TEXT PROVIDED |
━━━━━━━━━━━━━━━━━━━━

Going to start by making a short fence for ripping on my machine, as in Roy Sutton's video,
he mentions setting the distance of the end of the fence to 50mm from the tip of the blade.
Screenshot-2023-7-4 Safe Wood Machining by Roy Sutton.png

I'm wanting to see what options are out there, regarding making a sleeve for the job,
should there be some other clever options out there I've not seen.
I don't mind if it involves a lot of hassle, nor making some hardware up for the job.
Hoping to get some suitable high density plastic material for the job, if I can blag a few slices.
Screenshot-2023-7-4 Multi-Use Tablesaw Rip Fence.png

I need to make a decent crown guard at some stage later on,
having made a mock up overhead version before I had a welder, which might prove handy for planning out
and figure, I'm best to ask what height of a "cleat?" might be the best compromise.
Love to hear some thoughts on that
Screenshot-2023-7-4 Safer ripping with a short rip fence on the tablesaw.png

Now that would all be simple enough, tall fence on one side, and low profile one on the other,
until one mentions a router table involved, which might complicate matters.

Probably will have to update things with some materials which might explain things better,
i.e permanent solutions.

I can mess about with some other stuff until then,
Might cut up some rusty box iron up to muck about with an outfeed.
Not needing anything huge, as I don't have too much space in the shed, and can
clamp down a plank onto the bench if that is necessary.
Plenty of head scratching as I'm thinking of what width to make it, should it also be a great addition to a
router table wing?

━━━━━━━━━━━━━━━━━━━━

RECORDS FOR THE TASK |
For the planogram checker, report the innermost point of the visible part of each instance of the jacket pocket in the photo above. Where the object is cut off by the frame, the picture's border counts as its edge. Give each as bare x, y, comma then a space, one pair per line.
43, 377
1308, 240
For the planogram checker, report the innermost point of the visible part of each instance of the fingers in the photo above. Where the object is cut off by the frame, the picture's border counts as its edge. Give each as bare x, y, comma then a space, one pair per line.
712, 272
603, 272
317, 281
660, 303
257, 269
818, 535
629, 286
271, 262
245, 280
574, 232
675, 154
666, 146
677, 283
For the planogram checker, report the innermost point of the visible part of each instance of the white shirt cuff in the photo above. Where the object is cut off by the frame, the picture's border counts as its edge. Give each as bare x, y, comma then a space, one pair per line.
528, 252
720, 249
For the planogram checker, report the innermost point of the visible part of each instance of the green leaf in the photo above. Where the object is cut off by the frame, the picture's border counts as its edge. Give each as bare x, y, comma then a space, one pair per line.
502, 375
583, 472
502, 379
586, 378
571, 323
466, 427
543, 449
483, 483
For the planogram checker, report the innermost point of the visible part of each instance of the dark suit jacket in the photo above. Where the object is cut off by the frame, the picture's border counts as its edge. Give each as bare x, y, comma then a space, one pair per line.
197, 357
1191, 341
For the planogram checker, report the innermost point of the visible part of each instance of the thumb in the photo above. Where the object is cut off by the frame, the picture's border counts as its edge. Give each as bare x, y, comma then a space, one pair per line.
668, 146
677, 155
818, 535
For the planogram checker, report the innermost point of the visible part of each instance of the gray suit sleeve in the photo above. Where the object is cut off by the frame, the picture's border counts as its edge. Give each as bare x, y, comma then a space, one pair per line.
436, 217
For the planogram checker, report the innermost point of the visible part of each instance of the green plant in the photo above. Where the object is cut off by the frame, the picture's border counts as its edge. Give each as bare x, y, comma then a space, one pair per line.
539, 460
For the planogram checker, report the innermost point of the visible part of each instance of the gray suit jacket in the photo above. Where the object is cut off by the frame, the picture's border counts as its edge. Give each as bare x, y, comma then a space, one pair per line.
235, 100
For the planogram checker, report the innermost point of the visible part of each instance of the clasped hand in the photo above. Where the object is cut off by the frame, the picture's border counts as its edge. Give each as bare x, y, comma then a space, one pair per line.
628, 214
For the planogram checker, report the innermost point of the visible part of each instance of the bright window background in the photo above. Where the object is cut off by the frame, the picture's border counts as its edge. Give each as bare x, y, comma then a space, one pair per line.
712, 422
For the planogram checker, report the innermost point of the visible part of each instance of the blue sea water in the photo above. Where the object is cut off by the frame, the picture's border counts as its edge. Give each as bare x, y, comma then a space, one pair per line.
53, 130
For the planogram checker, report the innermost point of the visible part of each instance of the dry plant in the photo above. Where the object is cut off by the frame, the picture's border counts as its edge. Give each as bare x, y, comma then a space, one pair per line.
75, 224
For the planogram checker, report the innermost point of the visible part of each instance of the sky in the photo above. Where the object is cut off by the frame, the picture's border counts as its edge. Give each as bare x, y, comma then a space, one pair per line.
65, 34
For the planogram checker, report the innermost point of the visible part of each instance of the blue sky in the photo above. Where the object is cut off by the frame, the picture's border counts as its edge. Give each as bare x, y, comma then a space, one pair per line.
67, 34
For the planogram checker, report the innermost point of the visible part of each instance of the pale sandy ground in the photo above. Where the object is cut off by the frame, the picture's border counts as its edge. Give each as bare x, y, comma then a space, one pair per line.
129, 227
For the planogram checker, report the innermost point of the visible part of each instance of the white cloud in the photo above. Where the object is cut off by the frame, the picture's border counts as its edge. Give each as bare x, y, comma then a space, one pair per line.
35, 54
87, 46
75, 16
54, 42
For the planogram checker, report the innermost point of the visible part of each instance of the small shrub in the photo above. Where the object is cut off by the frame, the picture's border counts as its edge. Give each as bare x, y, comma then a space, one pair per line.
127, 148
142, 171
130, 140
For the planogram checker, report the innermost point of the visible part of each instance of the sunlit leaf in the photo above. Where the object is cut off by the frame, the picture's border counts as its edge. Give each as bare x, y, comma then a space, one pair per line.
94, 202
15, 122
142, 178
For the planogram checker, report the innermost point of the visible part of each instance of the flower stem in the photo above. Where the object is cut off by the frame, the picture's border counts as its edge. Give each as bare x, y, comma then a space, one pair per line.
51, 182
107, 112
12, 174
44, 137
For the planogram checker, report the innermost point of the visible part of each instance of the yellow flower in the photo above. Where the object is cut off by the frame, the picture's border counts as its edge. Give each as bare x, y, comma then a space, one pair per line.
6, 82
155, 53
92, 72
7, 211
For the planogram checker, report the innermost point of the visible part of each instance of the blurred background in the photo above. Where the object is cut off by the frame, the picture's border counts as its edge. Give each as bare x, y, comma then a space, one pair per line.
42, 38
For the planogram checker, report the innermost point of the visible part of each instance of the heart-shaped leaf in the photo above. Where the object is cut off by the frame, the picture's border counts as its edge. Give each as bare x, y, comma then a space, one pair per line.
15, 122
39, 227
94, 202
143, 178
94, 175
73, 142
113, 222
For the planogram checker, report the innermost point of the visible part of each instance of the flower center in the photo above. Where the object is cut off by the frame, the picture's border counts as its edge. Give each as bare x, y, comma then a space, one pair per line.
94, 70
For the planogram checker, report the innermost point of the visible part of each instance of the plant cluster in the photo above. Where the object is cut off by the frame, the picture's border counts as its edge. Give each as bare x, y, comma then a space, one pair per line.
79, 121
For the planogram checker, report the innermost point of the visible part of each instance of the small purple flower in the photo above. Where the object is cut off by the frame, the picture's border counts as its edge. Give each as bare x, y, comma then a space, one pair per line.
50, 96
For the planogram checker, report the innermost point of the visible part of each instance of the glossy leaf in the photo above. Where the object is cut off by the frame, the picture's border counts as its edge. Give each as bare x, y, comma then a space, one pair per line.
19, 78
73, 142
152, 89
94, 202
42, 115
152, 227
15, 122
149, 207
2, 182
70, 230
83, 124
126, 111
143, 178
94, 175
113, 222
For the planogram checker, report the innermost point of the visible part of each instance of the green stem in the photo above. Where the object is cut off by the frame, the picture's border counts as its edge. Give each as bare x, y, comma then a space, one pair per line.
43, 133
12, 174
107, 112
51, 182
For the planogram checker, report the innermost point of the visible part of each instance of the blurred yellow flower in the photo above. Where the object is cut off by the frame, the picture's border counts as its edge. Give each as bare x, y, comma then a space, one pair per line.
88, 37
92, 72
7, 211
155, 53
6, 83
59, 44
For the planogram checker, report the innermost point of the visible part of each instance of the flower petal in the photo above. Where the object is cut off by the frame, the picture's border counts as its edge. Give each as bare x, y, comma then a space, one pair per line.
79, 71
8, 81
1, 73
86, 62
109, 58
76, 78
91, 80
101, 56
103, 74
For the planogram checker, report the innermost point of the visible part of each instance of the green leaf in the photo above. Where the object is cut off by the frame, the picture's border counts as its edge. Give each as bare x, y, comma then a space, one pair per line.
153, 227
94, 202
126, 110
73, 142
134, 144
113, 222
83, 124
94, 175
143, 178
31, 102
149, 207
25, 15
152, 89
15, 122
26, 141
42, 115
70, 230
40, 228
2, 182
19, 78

━━━━━━━━━━━━━━━━━━━━

SET TASKS |
A) Please pull out every line of the rows that contains the string "thumb", matching case exactly.
B) Carry the post about building a short rip fence onward from its last line.

TASK ANSWERS |
A)
For the planogram checker, report the innermost point of the visible part of each instance of the thumb in the photo above. Where the object is cut off by the frame, the picture's border counts as its edge. Give each as bare x, y, comma then a space, one pair per line.

B)
Screenshot-2023-7-4 Safe Wood Machining by Roy Sutton(1).png

Perhaps a mashup of some box iron and something like laminate flooring bolted down to it...
I've found the piccy below from google images, seems from some DIY plans,
(which makes one question the objective of why this design was built)
as I've gotta imagine something which would support the work for a router table would be worth the extra few inches.

Perhaps that's something to consider, and think about making an overhead router instead.
I think I might like that better, as I'm not fond of universal/brush motors, not to mention one upside down in a box.

I'm not stuck on any design, as there be multiple caveats with my Startrite machine,
namely a fence rail at the rear, and mobile base foot levers,
and to top that off overhead guard post with VFD cabinet to go somewhere,
but that might be sortable with some sort of swinging design.

I mainly would like to see some ideas for the router table extension wing on a tablesaw,
and whether an infeed table would be some use.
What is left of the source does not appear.